# promoting your site



## beautifulbay (Sep 27, 2009)

I need some ideas on how to promote my site more....how do you build up your traffic??  It seems so hard to get your name out there.


----------



## JenniferSews (Sep 27, 2009)

Have you tried social networking sites like Facebook, twitter, myspace, etc?  I have used them with some success, but you have to be consistent.  It's free though, that's always a plus!  Having a blog works too I hear, that wasn't too great for me because I couldn't keep up with it.  Advertising of course but I wouldn't know where to recommend that for soapers, maybe someone else will have some specific ideas there.


----------



## Soaps House (Jan 22, 2010)

I know that this is an old post, but you should check out the 30 day challenge. My store is not quite open yet, but I am flying through Google's ranks. You do have to do a lot of writing and that has been a bit of a challenge.

◆ Tasks and exercises
1) The thread names social networking sites by name. List every one of them.
2) According to the thread, why was having a blog not very effective for JenniferSews?
3) Reproduce the thread word for word, from "## beautifulbay (Sep" up to and including "name out there.".

◆ Given entries
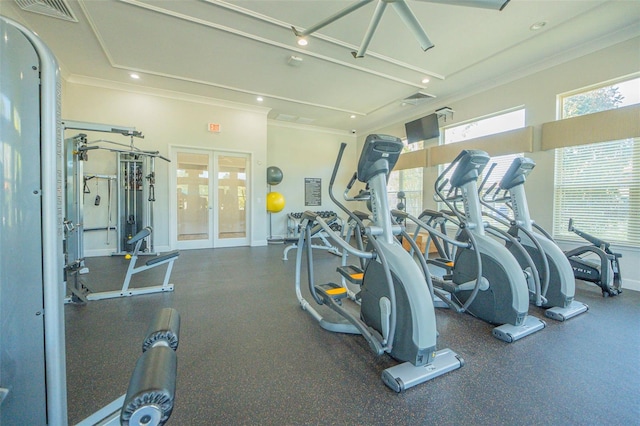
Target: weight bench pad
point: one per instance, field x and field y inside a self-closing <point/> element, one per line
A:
<point x="164" y="326"/>
<point x="153" y="382"/>
<point x="140" y="235"/>
<point x="163" y="257"/>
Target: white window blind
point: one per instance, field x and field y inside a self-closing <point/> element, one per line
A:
<point x="598" y="185"/>
<point x="409" y="181"/>
<point x="483" y="127"/>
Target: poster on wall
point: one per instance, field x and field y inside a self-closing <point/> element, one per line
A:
<point x="312" y="191"/>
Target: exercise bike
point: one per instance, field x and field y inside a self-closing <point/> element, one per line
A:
<point x="605" y="273"/>
<point x="534" y="251"/>
<point x="480" y="275"/>
<point x="393" y="310"/>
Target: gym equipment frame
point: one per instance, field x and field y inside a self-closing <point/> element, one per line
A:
<point x="33" y="385"/>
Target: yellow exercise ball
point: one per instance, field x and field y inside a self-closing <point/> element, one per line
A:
<point x="275" y="202"/>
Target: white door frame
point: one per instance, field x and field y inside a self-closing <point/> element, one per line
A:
<point x="212" y="241"/>
<point x="231" y="242"/>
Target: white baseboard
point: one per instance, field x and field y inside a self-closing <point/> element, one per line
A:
<point x="629" y="284"/>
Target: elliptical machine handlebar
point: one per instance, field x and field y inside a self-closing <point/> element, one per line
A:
<point x="593" y="240"/>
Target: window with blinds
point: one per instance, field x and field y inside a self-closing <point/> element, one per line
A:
<point x="598" y="185"/>
<point x="501" y="122"/>
<point x="408" y="181"/>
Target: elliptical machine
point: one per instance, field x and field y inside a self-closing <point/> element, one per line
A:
<point x="541" y="254"/>
<point x="393" y="310"/>
<point x="605" y="273"/>
<point x="480" y="275"/>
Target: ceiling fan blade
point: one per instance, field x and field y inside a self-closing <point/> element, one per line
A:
<point x="347" y="10"/>
<point x="375" y="20"/>
<point x="484" y="4"/>
<point x="404" y="11"/>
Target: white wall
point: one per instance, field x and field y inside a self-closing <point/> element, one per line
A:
<point x="170" y="119"/>
<point x="538" y="93"/>
<point x="306" y="152"/>
<point x="303" y="151"/>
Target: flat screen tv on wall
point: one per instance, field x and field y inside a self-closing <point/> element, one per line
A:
<point x="423" y="129"/>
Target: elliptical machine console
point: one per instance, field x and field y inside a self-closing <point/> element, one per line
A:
<point x="394" y="310"/>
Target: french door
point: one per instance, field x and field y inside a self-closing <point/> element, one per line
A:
<point x="211" y="198"/>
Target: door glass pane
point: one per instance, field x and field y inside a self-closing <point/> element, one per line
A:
<point x="193" y="196"/>
<point x="232" y="193"/>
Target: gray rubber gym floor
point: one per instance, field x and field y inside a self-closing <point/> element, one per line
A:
<point x="249" y="355"/>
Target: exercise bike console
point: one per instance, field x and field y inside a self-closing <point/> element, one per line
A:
<point x="379" y="155"/>
<point x="470" y="164"/>
<point x="517" y="172"/>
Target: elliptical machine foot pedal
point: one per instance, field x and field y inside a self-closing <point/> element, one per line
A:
<point x="406" y="375"/>
<point x="562" y="314"/>
<point x="352" y="273"/>
<point x="510" y="333"/>
<point x="331" y="291"/>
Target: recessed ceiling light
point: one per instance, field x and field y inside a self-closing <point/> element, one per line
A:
<point x="538" y="26"/>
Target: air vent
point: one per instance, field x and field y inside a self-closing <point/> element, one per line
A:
<point x="417" y="98"/>
<point x="54" y="8"/>
<point x="295" y="119"/>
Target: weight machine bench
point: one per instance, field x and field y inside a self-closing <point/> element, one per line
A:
<point x="167" y="258"/>
<point x="150" y="396"/>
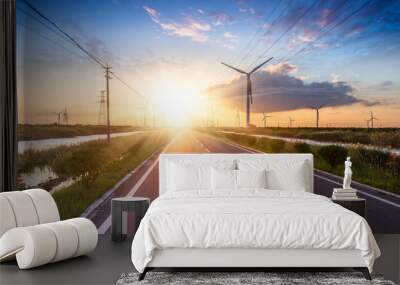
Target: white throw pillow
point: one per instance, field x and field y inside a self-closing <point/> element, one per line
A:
<point x="287" y="176"/>
<point x="185" y="177"/>
<point x="223" y="179"/>
<point x="251" y="178"/>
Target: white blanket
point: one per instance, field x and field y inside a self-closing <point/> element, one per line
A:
<point x="250" y="219"/>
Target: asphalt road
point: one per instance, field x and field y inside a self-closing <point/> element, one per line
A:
<point x="383" y="210"/>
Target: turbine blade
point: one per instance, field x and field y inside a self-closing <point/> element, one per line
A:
<point x="249" y="89"/>
<point x="259" y="66"/>
<point x="234" y="68"/>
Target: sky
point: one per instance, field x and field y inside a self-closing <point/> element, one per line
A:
<point x="342" y="54"/>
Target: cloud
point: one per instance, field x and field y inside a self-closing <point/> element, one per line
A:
<point x="231" y="37"/>
<point x="188" y="27"/>
<point x="386" y="85"/>
<point x="221" y="19"/>
<point x="281" y="68"/>
<point x="278" y="91"/>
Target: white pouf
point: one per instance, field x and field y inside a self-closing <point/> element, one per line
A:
<point x="31" y="232"/>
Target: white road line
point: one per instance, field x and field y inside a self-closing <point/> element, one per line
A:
<point x="329" y="180"/>
<point x="202" y="145"/>
<point x="107" y="223"/>
<point x="360" y="191"/>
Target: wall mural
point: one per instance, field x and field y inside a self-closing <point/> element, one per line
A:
<point x="104" y="87"/>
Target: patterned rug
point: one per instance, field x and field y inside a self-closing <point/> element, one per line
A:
<point x="243" y="278"/>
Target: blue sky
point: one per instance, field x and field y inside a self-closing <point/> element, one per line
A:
<point x="177" y="46"/>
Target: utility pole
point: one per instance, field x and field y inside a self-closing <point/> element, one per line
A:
<point x="108" y="77"/>
<point x="102" y="111"/>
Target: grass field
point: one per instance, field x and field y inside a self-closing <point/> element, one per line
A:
<point x="96" y="166"/>
<point x="372" y="167"/>
<point x="38" y="132"/>
<point x="382" y="137"/>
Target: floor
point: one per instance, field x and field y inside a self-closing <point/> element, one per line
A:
<point x="110" y="260"/>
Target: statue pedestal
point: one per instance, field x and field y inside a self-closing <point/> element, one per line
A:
<point x="344" y="194"/>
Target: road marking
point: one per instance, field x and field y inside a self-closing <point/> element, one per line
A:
<point x="360" y="191"/>
<point x="93" y="207"/>
<point x="107" y="223"/>
<point x="327" y="179"/>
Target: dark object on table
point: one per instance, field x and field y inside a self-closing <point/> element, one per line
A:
<point x="357" y="205"/>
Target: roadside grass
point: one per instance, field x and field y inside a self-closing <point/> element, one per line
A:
<point x="73" y="200"/>
<point x="37" y="132"/>
<point x="371" y="167"/>
<point x="383" y="137"/>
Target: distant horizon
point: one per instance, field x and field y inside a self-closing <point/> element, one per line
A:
<point x="230" y="127"/>
<point x="171" y="54"/>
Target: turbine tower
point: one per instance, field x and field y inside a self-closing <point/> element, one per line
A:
<point x="237" y="119"/>
<point x="65" y="116"/>
<point x="316" y="108"/>
<point x="368" y="120"/>
<point x="264" y="119"/>
<point x="372" y="118"/>
<point x="58" y="114"/>
<point x="291" y="121"/>
<point x="249" y="98"/>
<point x="102" y="111"/>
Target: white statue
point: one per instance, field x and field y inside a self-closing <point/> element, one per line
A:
<point x="347" y="174"/>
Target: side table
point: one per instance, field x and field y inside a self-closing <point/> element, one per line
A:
<point x="119" y="214"/>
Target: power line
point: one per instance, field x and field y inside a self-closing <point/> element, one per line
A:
<point x="75" y="42"/>
<point x="272" y="25"/>
<point x="331" y="16"/>
<point x="38" y="20"/>
<point x="258" y="31"/>
<point x="287" y="30"/>
<point x="127" y="85"/>
<point x="48" y="39"/>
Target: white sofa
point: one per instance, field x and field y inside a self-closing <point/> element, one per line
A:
<point x="31" y="231"/>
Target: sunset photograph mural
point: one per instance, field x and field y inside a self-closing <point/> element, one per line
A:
<point x="105" y="87"/>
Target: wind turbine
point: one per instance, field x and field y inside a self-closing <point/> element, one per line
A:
<point x="237" y="119"/>
<point x="264" y="119"/>
<point x="368" y="120"/>
<point x="65" y="116"/>
<point x="249" y="98"/>
<point x="58" y="114"/>
<point x="291" y="121"/>
<point x="316" y="108"/>
<point x="372" y="118"/>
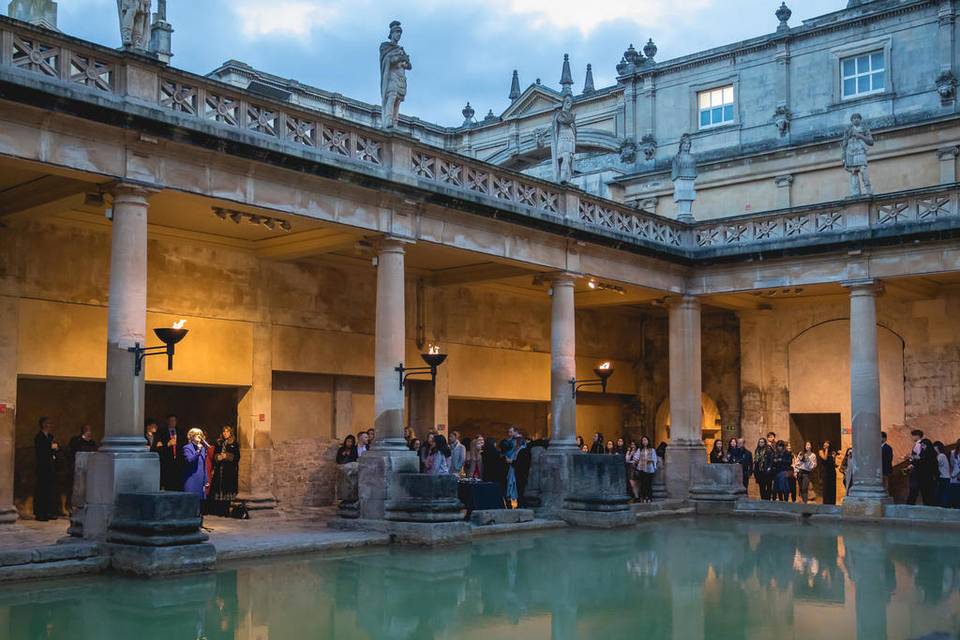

◆ Exercise solutions
1) Facebook, twitter, myspace

2) JenniferSews could not keep up with the blog, so it did not work out well.

3)
## beautifulbay (Sep 27, 2009)

I need some ideas on how to promote my site more....how do you build up your traffic??  It seems so hard to get your name out there.